- [Extrait du texte]
···

A Rosswald, un espresso italien à tomber les chaussettes !
31e étape - Col du Simplon – Bärufalla – Wasensee – Bortelhütte – Mischibach - Rosswald - Mardi 14 juillet 2020
Bonne nuit à l’hospice, seul dans une grande chambre de six lits. Un bon matelas et la compagnie des chanoines et des paroissiens brigands en retraite garantissent manifestement un sommeil plus calme qu’une nuit sur un plancher de yourte. Je fais la grasse matinée jusqu’à 7 heures, le déjeuner ayant été fixé à 8 heures. Ma lessive est sèche, mes ampoules aux pieds sont presque guéries et je me sens en forme pour une bonne journée de marche, une fois mes exercices matinaux terminés. Départ en douceur à 9 heures, avec une météo en demi-teinte, mais qui s’avèrera assez vite conciliante.
Vu du Simplon, Rosswald parait à portée de main. Une dizaine de minutes de vol suffirait pour un gypaète ou un aigle un tant soit peu doué. Mais on est en Valais et on ne soulignera jamais assez ce que ce canton peut receler de vallées cachées, de vallons insoupçonnés, de couloirs à avalanches dissimulés, de barres de rochers masquées, de hautes steppes et de marais spongieux mal signalés, d’alpages grevés de trous de marmottes, d’éboulis et de pierriers mal placés, de rochers mal rangés ! Il m’arrive souvent d’y penser lorsque la marche devient laborieuse, à cause de la pluie, du soleil ou des cailloux. Dans ces moments, tout semble conspirer contre vous et s’évertuer à faire obstacle à votre progression. A peine avez-vous entrevu la buvette tant désirée qu’elle se dérobe parce que vous venez d’atteindre ce point fatal où le chemin décide de descendre à-pic au fond d’une gorge profonde et invisible pour mieux remonter sur l’abrupt et caniculaire versant d’en face. Le demi-litre de Rivella et la tarte aux myrtilles tant désirés devront patienter une heure encore. Si tout va bien…
Le premier chemin du jour commence par longer la tranchée couverte de la route du Simplon avec ses meutes de poids lourds qui rugissent dans les oreilles. Mais fort heureusement, il s’en écarte assez vite pour monter vers un alpage accueillant, du nom de Schallbett. Il continue ensuite sur les hauts de la vallée, à travers des landes couvertes de bruyères et des zones de marécage, jusqu’à l’alpage de Bärufalla, d’où un sentier monte jusqu’au très agréable petit lac bleu de Wasen. Un rayon de soleil inattendu m’incite à tenter un bain. On entend le sifflement des marmottes et les sonnettes d’un troupeau de vaches. Comme d’habitude, l’eau glacée agit comme un coup de fouet. On entre dans l’eau et on en ressort comme un obus! Mais qu’il est bon ensuite de se chauffer sous les rayons d’un soleil pas trop agressif et de se sécher à l’aide d’une petite brise ! Marcher en montagne, c’est souffrir beaucoup mais c’est aussi se sentir vivre comme jamais.

···

- [Consigne A] Dans le récit de l'étape du Simplon à Rosswald, à quelle heure le marcheur se met-il en route ?
- [Consigne B] Prolongez le récit de l'étape du Simplon à Rosswald en reprenant après sa dernière phrase.
Les lignes qui suivent proviennent d'une autre source.

···

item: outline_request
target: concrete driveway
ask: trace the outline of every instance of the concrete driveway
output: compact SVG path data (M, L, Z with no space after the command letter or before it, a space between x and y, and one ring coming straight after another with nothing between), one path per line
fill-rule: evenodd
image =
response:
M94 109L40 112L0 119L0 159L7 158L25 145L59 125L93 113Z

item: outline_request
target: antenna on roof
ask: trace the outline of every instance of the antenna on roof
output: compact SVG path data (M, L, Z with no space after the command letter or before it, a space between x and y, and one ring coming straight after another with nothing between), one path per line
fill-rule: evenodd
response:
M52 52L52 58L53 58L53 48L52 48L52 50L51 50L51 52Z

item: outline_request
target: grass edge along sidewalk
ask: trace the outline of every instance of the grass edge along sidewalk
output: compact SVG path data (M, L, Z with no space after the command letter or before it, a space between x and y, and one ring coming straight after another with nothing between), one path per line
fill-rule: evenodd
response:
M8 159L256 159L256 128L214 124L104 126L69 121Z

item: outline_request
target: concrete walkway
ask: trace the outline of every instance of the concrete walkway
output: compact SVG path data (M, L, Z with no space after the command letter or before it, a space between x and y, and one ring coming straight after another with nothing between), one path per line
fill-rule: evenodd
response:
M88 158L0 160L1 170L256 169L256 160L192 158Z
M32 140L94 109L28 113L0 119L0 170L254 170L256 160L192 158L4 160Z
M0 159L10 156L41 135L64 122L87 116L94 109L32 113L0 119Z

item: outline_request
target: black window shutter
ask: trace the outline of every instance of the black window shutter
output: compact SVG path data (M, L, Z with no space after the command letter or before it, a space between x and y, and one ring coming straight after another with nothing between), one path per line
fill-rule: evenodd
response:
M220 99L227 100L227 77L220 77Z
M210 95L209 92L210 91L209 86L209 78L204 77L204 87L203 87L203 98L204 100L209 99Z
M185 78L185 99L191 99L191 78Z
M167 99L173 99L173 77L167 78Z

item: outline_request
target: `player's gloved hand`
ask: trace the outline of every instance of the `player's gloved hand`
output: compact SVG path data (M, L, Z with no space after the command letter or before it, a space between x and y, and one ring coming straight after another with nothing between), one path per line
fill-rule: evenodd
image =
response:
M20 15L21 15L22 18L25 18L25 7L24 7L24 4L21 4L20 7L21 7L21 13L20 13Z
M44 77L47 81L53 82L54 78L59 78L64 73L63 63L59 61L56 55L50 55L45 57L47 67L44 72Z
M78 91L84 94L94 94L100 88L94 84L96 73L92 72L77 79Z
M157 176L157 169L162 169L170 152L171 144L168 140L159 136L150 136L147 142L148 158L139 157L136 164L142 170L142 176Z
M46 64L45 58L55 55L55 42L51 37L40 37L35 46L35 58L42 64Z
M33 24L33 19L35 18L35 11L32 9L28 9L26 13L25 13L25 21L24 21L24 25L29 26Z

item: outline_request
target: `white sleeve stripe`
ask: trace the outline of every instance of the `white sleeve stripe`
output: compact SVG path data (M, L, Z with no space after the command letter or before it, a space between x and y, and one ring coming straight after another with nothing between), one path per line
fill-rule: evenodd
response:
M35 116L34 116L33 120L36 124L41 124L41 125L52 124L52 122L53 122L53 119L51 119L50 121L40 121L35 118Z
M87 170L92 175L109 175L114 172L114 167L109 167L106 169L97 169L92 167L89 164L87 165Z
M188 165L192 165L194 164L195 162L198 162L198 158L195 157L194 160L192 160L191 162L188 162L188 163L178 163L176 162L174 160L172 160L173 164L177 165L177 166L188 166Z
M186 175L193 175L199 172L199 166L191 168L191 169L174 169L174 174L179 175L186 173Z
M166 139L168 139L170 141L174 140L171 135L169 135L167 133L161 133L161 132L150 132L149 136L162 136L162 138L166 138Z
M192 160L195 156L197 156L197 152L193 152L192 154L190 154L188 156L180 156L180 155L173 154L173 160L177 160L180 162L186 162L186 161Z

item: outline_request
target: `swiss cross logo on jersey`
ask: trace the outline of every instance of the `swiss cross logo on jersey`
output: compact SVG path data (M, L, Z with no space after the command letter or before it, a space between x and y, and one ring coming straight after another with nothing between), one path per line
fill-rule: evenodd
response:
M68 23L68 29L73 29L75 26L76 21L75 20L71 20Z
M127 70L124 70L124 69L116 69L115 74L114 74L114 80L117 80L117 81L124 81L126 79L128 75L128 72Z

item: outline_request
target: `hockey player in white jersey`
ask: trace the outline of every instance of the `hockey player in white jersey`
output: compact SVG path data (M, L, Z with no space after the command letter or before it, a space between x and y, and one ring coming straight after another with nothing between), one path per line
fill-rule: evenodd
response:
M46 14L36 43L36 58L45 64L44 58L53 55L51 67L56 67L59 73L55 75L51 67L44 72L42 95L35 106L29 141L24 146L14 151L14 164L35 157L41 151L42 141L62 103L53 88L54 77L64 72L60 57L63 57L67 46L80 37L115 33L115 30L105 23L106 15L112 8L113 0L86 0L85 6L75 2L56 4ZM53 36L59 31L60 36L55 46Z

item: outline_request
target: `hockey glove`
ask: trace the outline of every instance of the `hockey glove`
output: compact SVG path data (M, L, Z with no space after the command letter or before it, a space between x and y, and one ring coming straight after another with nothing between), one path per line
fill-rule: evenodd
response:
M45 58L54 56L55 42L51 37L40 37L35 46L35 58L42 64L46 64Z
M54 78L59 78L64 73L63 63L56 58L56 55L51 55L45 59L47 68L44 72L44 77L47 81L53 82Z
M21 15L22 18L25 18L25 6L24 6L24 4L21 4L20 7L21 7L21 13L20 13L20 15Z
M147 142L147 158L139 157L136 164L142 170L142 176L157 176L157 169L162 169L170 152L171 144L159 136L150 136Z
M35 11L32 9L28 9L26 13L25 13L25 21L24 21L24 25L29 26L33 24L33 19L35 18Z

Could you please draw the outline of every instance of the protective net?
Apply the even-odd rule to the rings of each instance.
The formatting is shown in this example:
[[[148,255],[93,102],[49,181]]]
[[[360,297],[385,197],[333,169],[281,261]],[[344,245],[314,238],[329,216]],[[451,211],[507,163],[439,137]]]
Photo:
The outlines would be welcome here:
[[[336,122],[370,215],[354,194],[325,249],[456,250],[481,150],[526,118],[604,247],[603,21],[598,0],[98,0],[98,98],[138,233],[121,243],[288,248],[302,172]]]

···

- [Réponse finale A] À 9 heures.

- [Réponse finale B]
Du coup, je m’aperçois que j’ai oublié la clé de ma chambre dans ma poche. Trop tard pour revenir en arrière. Je décide donc de la confier aux prochains randonneurs qui feront le chemin en sens inverse. Peu après, une famille de Suisses-Allemands acceptera en effet de la ramener à l’Hospice.